» THE EXERCISE: Return the part of the material that starts with the line containing "Locate each instance of the car door" and runs through the end of the material, word for word and unchanged.

» DATA IN THIS EXERCISE:
----

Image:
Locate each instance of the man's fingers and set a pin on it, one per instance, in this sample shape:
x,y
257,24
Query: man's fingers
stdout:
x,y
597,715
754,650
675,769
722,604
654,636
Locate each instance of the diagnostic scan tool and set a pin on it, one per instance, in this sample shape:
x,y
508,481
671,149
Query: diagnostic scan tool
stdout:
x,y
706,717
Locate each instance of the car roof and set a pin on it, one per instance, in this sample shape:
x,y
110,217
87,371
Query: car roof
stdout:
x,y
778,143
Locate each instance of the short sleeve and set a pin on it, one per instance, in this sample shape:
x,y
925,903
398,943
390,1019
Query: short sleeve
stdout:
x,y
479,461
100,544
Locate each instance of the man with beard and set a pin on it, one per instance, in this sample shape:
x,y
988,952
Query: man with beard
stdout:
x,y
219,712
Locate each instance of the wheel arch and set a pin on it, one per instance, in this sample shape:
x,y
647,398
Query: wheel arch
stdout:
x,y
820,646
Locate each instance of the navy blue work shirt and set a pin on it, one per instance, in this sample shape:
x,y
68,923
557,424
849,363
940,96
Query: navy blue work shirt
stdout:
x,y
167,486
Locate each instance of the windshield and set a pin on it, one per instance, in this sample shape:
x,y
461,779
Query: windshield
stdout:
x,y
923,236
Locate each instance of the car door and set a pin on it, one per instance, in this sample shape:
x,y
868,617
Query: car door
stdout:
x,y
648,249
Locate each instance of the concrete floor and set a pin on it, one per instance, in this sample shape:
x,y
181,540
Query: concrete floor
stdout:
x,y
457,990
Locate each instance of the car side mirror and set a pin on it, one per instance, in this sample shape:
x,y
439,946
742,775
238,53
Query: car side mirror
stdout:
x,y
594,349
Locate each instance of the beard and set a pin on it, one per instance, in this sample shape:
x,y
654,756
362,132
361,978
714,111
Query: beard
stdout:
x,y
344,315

----

» CORRECT RESPONSE:
Locate each instance of the car door and set a pin on it, one per instance, in this sample shape:
x,y
868,617
Query: car door
stdout:
x,y
648,249
Locate each instance of the concrete floor and set a pin on it, one per instance, in this sample shape:
x,y
181,540
Query: concrete floor
stdout:
x,y
457,990
Locate each instance of the car side mirror and set a pin on it, one per instance, in this sample shape:
x,y
439,946
742,775
238,53
Query: car side mirror
stdout:
x,y
594,349
Locate each instance of the beard and set a pin on it, one per instance, in this sample shape:
x,y
654,756
362,132
361,978
714,111
Query: beard
stdout:
x,y
344,315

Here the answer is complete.